Untersuchter Text:
========

Laserlichtimpulse im Wurzelkanal
Seit wenigen Jahren profitiert die Endodontologie in besonderem Maß von den Möglichkeiten gepulster Laserstrahlen: Bei der Aufbereitung von Wurzelkanälen sorgen energiereiche Lichtblitze für beeindruckende Reinigungsergebnisse. Dabei wird eine Spülflüssigkeit im Kanal durch die Lichtenergie kurzzeitig stark erhitzt und bildet unmittelbar kleine Gasbläschen. Diese implodieren in kürzester Zeit wieder und lösen so Schmierfilme mit Bakterien selbst aus fein verzweigten Kanälchen heraus. Das Verfahren zeigte sich in mehreren Studien gegenüber herkömmlichen Desinfektionsmethoden überlegen. Es ist seit gut zehn Jahren patentrechtlich geschützt und wird unter der Abkürzung PIPS (Photon Induced Photoacoustic Streaming) vermarktet.

========

Gesammelte Dateneinträge:
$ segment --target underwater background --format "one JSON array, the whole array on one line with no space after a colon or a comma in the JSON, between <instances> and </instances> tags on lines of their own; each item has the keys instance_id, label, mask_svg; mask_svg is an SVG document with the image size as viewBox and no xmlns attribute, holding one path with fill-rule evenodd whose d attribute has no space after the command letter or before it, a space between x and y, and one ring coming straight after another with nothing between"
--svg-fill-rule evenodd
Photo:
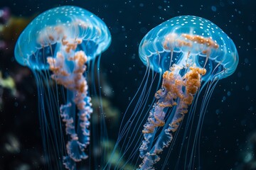
<instances>
[{"instance_id":1,"label":"underwater background","mask_svg":"<svg viewBox=\"0 0 256 170\"><path fill-rule=\"evenodd\" d=\"M233 75L219 81L210 100L201 137L201 169L256 169L255 1L1 0L0 170L44 169L35 79L16 62L14 48L34 17L63 5L91 11L110 30L100 74L113 142L146 70L138 55L145 34L181 15L203 17L223 29L236 45L239 63Z\"/></svg>"}]
</instances>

========

Aufgabe 1:
Schreibe den Abschnitt des Textes über Laserlichtimpulse im Wurzelkanal von „Laserlichtimpulse im Wurzelkanal“ bis „Photoacoustic Streaming) vermarktet.“ erneut ab und benenne dabei „Spülflüssigkeit“ in „Spüllösung“ um.
Aufgabe 2:
Beantworte zum Text über Laserlichtimpulse im Wurzelkanal:
(a) Was wird im Kanal durch die Lichtenergie kurzzeitig stark erhitzt?
(b) Seit wann ist das Verfahren patentrechtlich geschützt?
(c) Unter welcher Abkürzung wird das Verfahren vermarktet?
Verwende ausschließlich den Text.

Endgültige Lösung 1:
Laserlichtimpulse im Wurzelkanal
Seit wenigen Jahren profitiert die Endodontologie in besonderem Maß von den Möglichkeiten gepulster Laserstrahlen: Bei der Aufbereitung von Wurzelkanälen sorgen energiereiche Lichtblitze für beeindruckende Reinigungsergebnisse. Dabei wird eine Spüllösung im Kanal durch die Lichtenergie kurzzeitig stark erhitzt und bildet unmittelbar kleine Gasbläschen. Diese implodieren in kürzester Zeit wieder und lösen so Schmierfilme mit Bakterien selbst aus fein verzweigten Kanälchen heraus. Das Verfahren zeigte sich in mehreren Studien gegenüber herkömmlichen Desinfektionsmethoden überlegen. Es ist seit gut zehn Jahren patentrechtlich geschützt und wird unter der Abkürzung PIPS (Photon Induced Photoacoustic Streaming) vermarktet.

Endgültige Lösung 2:
(a) Eine Spülflüssigkeit.
(b) Seit gut zehn Jahren.
(c) PIPS (Photon Induced Photoacoustic Streaming).